Location identification entries:
▬▬▬

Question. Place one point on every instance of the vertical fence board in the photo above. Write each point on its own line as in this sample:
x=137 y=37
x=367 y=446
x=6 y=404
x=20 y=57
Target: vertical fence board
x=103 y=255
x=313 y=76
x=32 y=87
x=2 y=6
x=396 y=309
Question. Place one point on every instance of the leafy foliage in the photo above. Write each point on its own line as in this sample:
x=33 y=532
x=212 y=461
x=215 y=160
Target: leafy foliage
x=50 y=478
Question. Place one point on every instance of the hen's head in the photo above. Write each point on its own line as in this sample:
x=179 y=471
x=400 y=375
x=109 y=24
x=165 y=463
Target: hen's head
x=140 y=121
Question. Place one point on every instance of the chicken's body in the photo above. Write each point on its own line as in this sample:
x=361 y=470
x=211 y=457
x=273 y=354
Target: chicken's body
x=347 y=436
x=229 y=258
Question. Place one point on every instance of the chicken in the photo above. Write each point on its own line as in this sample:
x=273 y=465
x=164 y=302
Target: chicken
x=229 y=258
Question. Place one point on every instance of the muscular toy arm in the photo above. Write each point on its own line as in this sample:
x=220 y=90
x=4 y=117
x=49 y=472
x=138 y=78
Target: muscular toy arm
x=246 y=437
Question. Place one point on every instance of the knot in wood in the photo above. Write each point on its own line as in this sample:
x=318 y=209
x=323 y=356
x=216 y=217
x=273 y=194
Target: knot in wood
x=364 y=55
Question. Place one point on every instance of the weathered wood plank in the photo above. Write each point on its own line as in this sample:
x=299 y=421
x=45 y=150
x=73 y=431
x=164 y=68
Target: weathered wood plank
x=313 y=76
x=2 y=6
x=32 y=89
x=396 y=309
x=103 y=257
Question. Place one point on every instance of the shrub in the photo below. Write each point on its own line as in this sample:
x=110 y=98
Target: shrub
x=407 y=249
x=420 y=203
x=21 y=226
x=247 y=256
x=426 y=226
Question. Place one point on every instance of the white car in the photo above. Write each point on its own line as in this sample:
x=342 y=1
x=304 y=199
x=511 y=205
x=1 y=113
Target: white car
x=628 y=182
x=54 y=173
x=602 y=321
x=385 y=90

▬▬▬

## EXERCISE INSTRUCTIONS
Rewrite the entries from the line containing "Question. Place one point on every instance of the chicken's" through the last entry, swapping "weathered wood plank" for "aged wooden plank" and leaving everything else unchanged.

## REPLY TO THE TASK
Question. Place one point on every instance of the chicken's body in the photo above. Write each point on its own line as in this sample:
x=361 y=470
x=211 y=457
x=273 y=354
Target: chicken's body
x=347 y=436
x=229 y=258
Question. Place one point on every instance of the chicken in the photo above. Write each point on its own line as in this sample:
x=273 y=465
x=164 y=302
Target: chicken
x=229 y=258
Question. Place one point on every instance of the muscular toy arm in the photo above. Write each point on its own line as in this sample:
x=220 y=90
x=4 y=117
x=49 y=472
x=138 y=78
Target: muscular toy arm
x=246 y=437
Question. Place one point on every instance of the knot in wood in the photo above. Write each point on its own line as in this sample:
x=318 y=209
x=323 y=356
x=216 y=217
x=273 y=194
Target: knot in wood
x=364 y=55
Question. Place one point on every instance of the aged wooden plank in the photo above. Write each point on its own line as in this sample:
x=299 y=421
x=45 y=150
x=73 y=431
x=164 y=68
Target: aged wooden plank
x=313 y=76
x=2 y=6
x=32 y=89
x=396 y=309
x=103 y=257
Question. Place one point on every instance of the shrub in the photo below. Write each point on its own line as in this sample:
x=110 y=98
Target: shrub
x=407 y=249
x=420 y=203
x=21 y=226
x=247 y=256
x=426 y=226
Question. Place one point on every instance of the white car in the photo above. Write each point on its own line as in this sample:
x=342 y=1
x=304 y=199
x=511 y=205
x=1 y=113
Target: white car
x=628 y=182
x=54 y=173
x=602 y=321
x=385 y=90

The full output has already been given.